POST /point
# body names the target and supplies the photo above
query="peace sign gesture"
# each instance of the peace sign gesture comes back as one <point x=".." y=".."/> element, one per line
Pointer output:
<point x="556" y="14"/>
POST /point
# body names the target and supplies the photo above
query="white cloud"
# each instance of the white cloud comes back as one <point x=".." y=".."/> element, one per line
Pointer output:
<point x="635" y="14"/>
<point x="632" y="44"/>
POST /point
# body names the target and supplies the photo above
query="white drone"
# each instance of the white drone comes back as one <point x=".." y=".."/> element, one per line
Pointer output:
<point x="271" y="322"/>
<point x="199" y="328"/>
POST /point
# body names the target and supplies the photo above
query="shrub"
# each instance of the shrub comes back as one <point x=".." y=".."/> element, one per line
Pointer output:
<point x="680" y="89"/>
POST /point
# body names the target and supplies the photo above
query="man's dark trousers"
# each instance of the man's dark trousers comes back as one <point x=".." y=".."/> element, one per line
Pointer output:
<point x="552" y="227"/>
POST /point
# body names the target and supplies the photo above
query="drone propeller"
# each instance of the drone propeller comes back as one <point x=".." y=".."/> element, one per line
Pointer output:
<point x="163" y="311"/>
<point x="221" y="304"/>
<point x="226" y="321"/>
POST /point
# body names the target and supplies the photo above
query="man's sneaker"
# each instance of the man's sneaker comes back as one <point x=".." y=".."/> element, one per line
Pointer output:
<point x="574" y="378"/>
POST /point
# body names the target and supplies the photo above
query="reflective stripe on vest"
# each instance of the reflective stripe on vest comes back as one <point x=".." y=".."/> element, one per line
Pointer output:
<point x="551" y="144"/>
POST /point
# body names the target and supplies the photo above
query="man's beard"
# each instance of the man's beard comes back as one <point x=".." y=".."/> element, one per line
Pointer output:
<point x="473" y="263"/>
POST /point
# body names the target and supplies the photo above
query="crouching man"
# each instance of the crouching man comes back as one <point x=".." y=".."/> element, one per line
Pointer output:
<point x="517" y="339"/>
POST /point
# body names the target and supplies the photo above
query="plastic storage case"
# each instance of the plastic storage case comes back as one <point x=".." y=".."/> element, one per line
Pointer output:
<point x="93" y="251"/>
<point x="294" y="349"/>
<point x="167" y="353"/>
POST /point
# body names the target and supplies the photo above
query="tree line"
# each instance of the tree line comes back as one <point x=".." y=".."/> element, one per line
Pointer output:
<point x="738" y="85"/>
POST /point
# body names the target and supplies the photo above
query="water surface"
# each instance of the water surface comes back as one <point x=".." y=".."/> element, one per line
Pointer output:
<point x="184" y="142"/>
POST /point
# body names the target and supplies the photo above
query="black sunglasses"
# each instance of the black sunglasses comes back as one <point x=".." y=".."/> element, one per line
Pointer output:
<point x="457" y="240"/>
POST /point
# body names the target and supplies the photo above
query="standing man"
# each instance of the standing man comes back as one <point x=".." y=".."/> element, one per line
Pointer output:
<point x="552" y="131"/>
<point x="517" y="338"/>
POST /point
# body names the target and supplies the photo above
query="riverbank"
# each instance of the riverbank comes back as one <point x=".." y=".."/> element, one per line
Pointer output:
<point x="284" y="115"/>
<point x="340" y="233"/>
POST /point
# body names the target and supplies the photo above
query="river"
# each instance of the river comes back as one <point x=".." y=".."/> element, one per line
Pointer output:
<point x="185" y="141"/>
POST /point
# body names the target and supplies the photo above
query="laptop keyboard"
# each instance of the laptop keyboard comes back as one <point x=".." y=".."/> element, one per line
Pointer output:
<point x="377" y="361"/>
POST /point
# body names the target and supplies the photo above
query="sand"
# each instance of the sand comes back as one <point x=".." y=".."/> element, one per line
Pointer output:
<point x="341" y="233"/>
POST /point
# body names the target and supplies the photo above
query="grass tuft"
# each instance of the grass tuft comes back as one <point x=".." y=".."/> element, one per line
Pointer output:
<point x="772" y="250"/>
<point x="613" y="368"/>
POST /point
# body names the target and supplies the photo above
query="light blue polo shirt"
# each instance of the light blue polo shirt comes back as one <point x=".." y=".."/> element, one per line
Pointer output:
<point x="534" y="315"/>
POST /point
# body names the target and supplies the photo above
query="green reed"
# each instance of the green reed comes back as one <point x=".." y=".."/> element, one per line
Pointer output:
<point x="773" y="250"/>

...

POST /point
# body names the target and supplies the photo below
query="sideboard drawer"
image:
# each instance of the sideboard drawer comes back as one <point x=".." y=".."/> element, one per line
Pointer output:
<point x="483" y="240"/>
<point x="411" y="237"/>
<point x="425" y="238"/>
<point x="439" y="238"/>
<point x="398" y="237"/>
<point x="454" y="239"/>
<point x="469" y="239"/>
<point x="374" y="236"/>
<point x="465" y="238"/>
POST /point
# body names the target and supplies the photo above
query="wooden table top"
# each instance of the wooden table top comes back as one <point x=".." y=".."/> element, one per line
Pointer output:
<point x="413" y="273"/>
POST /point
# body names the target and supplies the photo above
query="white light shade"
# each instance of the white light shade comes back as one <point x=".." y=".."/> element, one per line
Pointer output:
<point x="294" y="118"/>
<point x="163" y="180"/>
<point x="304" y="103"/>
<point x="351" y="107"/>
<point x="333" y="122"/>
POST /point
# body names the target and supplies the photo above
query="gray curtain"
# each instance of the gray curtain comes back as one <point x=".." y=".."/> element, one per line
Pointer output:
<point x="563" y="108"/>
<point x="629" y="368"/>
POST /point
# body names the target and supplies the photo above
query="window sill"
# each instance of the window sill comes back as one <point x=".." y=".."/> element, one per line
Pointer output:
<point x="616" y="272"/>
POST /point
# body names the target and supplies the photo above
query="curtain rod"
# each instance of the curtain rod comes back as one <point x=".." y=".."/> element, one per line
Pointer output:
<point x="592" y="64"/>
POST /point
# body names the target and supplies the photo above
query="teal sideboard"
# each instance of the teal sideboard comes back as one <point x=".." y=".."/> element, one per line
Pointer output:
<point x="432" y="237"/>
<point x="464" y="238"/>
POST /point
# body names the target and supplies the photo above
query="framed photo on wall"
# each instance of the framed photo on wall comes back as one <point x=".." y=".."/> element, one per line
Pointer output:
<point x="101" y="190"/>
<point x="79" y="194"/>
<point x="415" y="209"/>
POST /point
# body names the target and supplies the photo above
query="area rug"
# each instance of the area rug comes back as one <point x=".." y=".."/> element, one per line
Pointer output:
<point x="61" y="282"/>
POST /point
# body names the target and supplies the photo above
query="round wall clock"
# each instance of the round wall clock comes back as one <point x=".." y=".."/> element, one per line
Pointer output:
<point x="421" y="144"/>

_EXERCISE_: Check each line of the listing above for the string "round" and return those that contain it.

_ANSWER TO THIS PROBLEM_:
query="round wall clock"
# each instance of the round wall clock comes back as one <point x=".." y=".."/> element, one per line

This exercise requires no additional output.